- **Aim of the task**
Find every line in the material that contains the string "facade", with case counting, and copy each of those lines.

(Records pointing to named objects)
Start

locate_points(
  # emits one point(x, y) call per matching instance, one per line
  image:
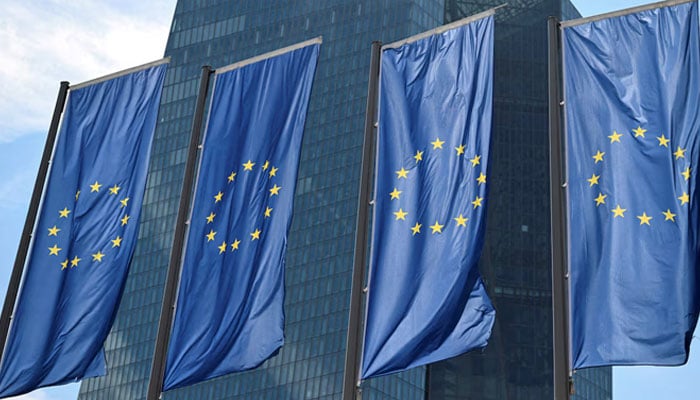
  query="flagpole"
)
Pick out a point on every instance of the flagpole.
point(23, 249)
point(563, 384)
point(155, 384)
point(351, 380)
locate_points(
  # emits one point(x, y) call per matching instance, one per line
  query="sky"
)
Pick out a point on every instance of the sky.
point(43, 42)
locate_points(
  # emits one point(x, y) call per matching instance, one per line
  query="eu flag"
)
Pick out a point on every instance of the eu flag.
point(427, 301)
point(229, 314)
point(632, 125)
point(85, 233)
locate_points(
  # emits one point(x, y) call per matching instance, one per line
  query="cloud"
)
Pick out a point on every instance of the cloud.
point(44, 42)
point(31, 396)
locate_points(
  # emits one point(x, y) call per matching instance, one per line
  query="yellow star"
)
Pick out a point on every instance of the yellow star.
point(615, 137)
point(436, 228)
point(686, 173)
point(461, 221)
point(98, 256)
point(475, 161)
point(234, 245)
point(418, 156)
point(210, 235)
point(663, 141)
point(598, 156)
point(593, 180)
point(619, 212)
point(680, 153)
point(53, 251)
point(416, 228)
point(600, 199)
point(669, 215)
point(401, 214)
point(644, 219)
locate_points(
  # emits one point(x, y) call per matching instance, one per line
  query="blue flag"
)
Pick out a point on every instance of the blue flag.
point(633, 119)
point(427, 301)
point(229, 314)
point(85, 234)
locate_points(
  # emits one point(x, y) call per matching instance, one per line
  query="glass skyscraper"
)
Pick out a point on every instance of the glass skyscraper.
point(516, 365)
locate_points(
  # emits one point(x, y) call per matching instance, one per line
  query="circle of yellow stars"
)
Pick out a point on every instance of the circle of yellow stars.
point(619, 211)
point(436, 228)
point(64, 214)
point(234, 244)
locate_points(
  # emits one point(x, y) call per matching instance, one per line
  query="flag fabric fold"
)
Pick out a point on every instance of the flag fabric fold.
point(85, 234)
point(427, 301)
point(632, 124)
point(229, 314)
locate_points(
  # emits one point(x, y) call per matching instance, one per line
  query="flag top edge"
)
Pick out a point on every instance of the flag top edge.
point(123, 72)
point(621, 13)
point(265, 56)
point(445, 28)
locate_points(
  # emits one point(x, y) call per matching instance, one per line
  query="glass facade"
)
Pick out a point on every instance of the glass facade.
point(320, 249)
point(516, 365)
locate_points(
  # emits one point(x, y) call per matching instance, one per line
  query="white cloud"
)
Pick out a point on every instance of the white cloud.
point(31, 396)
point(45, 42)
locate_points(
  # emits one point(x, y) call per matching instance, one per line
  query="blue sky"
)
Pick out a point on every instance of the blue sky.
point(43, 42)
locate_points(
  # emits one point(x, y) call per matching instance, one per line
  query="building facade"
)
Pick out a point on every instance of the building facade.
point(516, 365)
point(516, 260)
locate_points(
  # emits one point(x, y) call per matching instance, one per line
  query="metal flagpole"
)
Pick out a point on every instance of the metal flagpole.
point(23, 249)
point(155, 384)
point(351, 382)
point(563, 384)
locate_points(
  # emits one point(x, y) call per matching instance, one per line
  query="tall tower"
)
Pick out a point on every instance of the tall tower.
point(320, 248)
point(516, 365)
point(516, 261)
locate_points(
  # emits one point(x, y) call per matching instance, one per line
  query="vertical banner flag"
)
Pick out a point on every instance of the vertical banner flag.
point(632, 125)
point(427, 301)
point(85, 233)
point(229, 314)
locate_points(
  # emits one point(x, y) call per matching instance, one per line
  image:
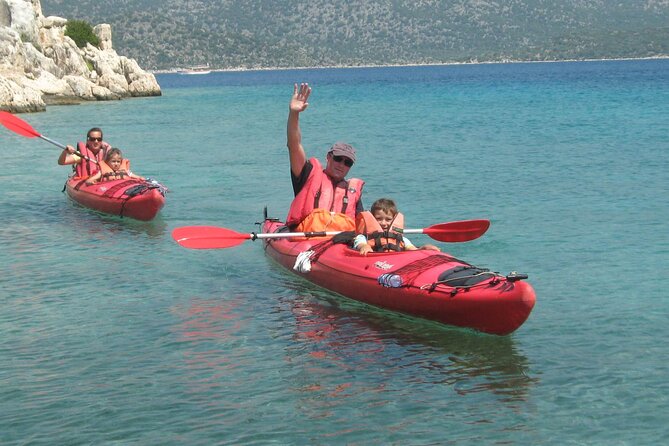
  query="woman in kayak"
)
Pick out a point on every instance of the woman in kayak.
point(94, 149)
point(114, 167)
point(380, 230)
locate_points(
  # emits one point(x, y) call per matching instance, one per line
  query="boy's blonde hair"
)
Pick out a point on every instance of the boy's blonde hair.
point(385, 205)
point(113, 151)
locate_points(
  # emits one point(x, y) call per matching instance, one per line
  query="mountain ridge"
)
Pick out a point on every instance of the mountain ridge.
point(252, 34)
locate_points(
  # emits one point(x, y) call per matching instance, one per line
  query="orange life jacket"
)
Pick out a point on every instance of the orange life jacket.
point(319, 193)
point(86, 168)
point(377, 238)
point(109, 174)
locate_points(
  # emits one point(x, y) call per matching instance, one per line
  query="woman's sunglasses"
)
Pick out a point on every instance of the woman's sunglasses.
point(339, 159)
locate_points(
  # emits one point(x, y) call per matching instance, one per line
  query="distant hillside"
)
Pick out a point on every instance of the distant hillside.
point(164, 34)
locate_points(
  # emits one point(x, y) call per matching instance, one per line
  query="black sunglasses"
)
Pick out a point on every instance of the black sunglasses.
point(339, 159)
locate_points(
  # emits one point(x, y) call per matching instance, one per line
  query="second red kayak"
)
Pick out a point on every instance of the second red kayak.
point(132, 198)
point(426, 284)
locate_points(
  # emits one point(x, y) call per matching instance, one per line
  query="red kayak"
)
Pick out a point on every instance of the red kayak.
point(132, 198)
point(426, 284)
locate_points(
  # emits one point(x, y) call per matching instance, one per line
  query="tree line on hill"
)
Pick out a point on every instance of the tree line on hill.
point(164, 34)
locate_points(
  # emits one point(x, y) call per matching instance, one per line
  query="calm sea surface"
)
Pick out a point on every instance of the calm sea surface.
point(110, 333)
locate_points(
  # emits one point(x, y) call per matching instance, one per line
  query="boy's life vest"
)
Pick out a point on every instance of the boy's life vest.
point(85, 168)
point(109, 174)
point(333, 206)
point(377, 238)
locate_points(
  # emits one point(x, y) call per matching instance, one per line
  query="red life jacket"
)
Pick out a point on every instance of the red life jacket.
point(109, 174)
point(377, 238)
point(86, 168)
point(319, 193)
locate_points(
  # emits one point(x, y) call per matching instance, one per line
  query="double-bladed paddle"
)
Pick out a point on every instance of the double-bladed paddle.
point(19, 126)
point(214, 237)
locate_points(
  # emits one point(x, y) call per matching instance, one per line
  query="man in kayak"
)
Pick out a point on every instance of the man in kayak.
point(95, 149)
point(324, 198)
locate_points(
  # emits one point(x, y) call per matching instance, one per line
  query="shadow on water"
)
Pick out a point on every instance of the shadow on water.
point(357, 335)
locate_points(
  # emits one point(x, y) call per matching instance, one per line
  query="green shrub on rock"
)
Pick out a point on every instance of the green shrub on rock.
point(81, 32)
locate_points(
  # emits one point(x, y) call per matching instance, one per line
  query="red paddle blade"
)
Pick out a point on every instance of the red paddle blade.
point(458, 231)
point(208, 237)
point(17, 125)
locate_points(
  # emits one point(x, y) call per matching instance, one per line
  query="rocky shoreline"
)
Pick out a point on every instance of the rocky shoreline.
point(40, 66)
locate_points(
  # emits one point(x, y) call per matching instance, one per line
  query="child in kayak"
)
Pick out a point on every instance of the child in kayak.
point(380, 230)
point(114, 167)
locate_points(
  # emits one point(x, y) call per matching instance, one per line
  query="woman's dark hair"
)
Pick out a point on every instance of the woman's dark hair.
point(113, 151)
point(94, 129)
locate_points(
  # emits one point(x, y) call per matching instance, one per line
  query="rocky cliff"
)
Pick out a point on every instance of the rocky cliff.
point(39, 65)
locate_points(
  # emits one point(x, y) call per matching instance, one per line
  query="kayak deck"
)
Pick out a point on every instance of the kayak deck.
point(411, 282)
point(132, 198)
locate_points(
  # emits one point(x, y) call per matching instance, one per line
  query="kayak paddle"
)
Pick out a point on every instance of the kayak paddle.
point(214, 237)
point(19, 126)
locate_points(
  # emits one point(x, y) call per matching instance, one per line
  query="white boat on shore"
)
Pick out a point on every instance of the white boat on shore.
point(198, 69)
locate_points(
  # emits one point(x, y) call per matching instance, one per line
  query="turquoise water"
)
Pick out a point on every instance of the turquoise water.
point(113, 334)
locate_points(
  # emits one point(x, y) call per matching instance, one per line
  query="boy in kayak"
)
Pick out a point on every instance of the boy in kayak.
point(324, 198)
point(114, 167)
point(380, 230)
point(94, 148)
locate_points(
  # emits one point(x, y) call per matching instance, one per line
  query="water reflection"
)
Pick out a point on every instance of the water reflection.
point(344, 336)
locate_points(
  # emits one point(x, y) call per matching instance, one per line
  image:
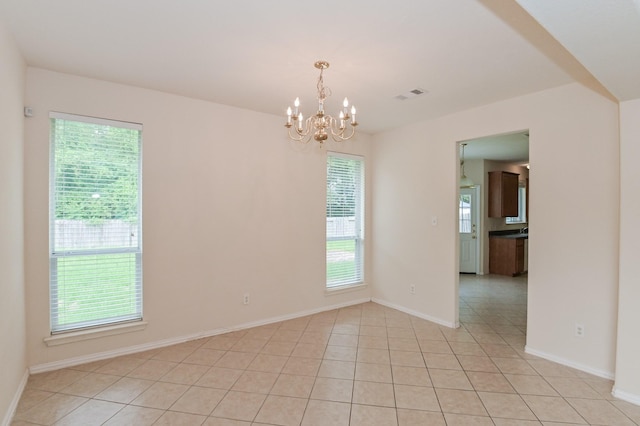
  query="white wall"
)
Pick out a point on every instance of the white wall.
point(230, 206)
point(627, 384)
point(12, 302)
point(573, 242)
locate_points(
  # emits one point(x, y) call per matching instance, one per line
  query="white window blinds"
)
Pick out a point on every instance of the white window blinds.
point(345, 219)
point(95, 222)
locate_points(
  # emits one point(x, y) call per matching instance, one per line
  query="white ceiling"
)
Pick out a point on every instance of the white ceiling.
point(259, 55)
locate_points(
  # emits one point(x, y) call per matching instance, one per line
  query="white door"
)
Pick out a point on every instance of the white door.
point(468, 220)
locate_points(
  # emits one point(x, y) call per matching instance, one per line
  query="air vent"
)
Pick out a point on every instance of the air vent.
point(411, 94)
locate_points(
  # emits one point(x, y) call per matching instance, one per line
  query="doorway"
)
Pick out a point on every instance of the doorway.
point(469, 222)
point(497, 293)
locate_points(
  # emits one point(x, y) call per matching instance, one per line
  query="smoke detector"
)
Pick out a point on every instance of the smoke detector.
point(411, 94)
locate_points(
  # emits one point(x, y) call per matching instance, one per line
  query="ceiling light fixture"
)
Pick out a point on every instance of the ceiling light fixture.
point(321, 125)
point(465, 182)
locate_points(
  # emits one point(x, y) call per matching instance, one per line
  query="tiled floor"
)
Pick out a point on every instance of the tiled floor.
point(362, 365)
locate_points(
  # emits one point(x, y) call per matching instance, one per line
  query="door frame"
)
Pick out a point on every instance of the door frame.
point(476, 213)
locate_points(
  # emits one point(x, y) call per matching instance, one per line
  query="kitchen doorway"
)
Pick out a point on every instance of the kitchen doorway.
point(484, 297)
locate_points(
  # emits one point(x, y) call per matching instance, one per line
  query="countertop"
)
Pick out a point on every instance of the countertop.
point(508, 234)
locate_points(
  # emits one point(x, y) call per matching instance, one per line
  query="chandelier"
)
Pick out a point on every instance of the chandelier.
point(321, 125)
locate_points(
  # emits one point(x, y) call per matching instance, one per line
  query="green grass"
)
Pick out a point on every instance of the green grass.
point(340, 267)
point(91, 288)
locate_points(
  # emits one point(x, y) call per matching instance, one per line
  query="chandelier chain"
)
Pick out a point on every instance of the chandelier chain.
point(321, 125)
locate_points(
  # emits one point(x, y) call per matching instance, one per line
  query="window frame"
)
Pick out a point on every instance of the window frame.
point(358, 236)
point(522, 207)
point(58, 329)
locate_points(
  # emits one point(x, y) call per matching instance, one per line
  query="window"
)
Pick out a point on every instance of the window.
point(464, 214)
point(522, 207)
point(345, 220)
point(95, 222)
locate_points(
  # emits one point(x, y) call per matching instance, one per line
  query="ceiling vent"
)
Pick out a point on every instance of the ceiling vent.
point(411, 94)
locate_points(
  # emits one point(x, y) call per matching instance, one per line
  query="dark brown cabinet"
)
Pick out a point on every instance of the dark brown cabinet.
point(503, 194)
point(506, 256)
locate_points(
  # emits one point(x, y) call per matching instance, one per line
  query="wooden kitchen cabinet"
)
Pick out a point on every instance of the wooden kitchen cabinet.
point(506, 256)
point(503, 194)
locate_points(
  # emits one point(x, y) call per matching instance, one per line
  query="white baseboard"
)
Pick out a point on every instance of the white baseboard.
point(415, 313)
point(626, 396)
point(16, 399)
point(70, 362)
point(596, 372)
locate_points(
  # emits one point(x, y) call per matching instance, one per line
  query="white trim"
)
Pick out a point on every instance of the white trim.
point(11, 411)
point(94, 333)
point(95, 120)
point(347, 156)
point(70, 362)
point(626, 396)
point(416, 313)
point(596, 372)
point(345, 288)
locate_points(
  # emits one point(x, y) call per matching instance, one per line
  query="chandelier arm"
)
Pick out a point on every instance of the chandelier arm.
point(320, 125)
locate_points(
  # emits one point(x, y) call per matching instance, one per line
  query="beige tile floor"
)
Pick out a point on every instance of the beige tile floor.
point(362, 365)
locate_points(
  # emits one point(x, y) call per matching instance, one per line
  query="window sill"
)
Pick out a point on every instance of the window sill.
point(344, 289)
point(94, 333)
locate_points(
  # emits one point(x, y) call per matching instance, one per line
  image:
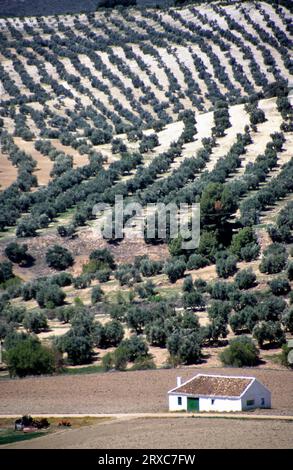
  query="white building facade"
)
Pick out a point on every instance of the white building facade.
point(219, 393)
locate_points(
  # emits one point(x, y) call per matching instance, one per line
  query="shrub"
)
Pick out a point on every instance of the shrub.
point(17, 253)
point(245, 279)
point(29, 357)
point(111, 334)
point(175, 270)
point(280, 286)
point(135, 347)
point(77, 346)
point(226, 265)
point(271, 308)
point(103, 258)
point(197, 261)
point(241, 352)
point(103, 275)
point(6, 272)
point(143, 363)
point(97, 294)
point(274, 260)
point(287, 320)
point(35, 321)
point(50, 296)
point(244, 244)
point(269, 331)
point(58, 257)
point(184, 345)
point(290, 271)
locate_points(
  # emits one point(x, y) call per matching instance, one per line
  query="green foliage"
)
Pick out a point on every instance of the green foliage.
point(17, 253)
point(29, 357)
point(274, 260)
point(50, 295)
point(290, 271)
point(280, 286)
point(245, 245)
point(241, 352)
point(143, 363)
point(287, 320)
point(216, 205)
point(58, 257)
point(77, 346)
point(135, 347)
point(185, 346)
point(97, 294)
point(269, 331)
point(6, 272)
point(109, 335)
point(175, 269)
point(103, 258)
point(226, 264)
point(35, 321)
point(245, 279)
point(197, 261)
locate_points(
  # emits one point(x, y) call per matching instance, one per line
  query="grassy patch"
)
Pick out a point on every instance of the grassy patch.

End

- **Answer for the task**
  query="glass facade"
Pick out a point on every instance of the glass facade.
  query="building facade"
Pick out a point on every instance of the building facade.
  query="white building facade"
Pick out a point on every instance of the white building facade.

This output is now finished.